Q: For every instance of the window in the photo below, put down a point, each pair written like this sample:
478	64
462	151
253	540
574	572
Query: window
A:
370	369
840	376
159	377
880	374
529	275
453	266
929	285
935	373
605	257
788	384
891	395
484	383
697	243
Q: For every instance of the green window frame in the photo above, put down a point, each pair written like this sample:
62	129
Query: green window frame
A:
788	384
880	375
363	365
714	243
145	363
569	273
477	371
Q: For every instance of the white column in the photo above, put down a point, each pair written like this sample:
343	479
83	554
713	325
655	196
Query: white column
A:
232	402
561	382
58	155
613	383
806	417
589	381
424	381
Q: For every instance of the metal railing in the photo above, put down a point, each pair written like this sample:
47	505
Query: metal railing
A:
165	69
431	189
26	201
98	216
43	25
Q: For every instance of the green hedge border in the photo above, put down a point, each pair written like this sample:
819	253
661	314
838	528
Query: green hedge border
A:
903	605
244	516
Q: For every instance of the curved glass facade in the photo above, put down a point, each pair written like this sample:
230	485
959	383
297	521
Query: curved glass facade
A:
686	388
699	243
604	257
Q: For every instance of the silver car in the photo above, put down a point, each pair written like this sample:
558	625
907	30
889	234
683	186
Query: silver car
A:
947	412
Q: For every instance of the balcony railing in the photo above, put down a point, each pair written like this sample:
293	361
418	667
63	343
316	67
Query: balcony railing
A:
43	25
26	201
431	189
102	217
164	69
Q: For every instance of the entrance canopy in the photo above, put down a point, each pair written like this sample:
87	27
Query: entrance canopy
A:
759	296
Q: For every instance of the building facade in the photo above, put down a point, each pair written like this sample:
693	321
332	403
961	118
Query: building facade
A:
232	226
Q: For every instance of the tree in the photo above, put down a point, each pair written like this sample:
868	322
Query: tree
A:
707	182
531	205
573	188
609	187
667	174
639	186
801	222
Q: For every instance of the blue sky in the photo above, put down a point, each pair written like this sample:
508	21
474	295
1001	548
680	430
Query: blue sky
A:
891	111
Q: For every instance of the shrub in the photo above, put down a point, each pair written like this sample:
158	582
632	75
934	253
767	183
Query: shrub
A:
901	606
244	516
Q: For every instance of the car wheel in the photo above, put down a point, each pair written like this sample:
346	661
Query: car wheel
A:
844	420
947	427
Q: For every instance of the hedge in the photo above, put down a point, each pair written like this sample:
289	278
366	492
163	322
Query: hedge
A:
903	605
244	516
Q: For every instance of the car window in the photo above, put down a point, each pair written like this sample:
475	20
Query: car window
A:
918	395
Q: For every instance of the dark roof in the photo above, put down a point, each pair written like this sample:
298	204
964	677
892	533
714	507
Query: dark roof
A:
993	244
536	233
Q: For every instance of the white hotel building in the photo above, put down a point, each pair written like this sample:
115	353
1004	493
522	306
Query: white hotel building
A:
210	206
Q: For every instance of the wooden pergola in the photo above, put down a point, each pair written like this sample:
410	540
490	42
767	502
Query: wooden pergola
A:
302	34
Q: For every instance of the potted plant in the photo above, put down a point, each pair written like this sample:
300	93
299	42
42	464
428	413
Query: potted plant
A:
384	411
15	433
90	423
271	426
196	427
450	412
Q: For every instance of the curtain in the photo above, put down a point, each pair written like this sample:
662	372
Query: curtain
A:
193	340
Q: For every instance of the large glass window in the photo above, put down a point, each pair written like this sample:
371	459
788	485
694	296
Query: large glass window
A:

◆ ◆ ◆

§ **WORK TASK**: Print every entry from the material exactly.

§ **RESULT FOR THIS EXERCISE**:
Q: For every instance of the window in the photo below, put down a point, each pair written like this sample:
478	64
462	151
253	540
574	572
Query: window
A:
370	369
840	376
159	377
880	374
529	275
453	266
929	285
935	373
605	257
788	384
891	395
484	383
697	243
Q: For every instance of the green window frame in the photo above, put down a point, each pair written like this sample:
62	129
Query: green window frame
A:
788	384
880	375
363	365
714	243
145	363
569	273
477	371
Q: For every instance of the white column in the photo above, put down a point, each pair written like this sample:
343	479
83	554
713	325
655	196
Query: white column
A:
232	402
561	382
58	155
613	383
806	417
589	381
424	381
Q: For every instance of the metal railing in the photo above, put down a point, each pair written like this sample:
47	505
Query: metal railing
A:
165	69
431	189
26	201
98	216
43	25
Q: For every instance of the green hedge border in the photo above, put down a point, each pair written like this sample:
819	253
661	314
838	528
Query: green hedge border
A:
903	605
244	516
Q: For every instance of the curved glass facade in the photo above, put down a point, each pair written like this sample:
230	485
959	383
297	521
Query: curved glass facade
A:
686	388
699	243
604	257
Q: For every instance of the silver car in the photo above, put down a point, each pair written like this sample:
558	625
907	30
889	234
683	186
Query: silver car
A:
947	412
Q: For every instance of the balcony railing in the photo above, put down a point, each pair written like this sample:
293	361
418	667
63	343
316	67
Query: balcony railing
A:
43	25
26	201
431	189
102	217
164	69
Q: For every instance of the entrance canopy in the photo above, put down a point, each pair written like this sample:
87	27
Query: entrance canopy
A:
759	296
Q: For every instance of the building facade in the photo above, put down a point, each pair written like this sample:
693	321
332	403
961	118
Query: building facade
A:
232	226
Q: For every instance of the tree in the photo above, put down a point, each pair written like this sample:
868	322
Query: tree
A:
707	182
531	205
573	188
609	187
667	174
639	186
801	222
Q: For every instance of the blue sky in the photo above, put down a point, each pair written like this sample:
508	21
474	295
1001	548
680	430
Query: blue sky
A:
891	111
Q: For every instance of the shrub in the photo above, put down a point, each pair written like this sample:
158	582
632	75
934	253
767	183
Query: shrub
A:
901	606
244	516
Q: For every instance of the car wheel in the photo above, put down a point, each pair written like this sample:
346	661
Query: car wheel
A:
844	420
947	427
Q: For every instance of the hedge in the photo above, put down a point, each pair written like this sample:
289	278
366	492
163	322
Query: hedge
A:
903	605
244	516
Q: For every instance of the car window in the photo above, put down a point, each pair written like this sample:
475	20
Query: car window
A:
918	395
Q: For every instance of the dark roof in the photo above, put down a point, each pair written like this sample:
298	204
964	677
892	533
714	507
Query: dark roof
A:
993	244
536	233
Q: For every instance of the white hotel building in the photo above, put down a point, each pair written like this sample:
115	353
1004	493
522	306
Query: white hotel building
A:
210	206
Q: For every instance of the wooden pergola in the photo above, put down a point, each pair written like this sample:
410	540
490	42
767	502
Query: wooden pergola
A:
302	34
Q: For every instance of the potted plant in the photo above, put down a point, each pair written like this sample:
300	93
299	42
42	464
428	413
Query: potted plant
A:
384	411
15	433
90	423
271	426
196	427
450	412
Q: For every instance of the curtain in the photo above, put down a point, each pair written like this sample:
662	372
Query: curtain
A:
193	340
Q: For every instance of the large glass window in the photo above, put down a point, each pair written like this sample:
371	459
788	485
694	296
Query: large glass window
A:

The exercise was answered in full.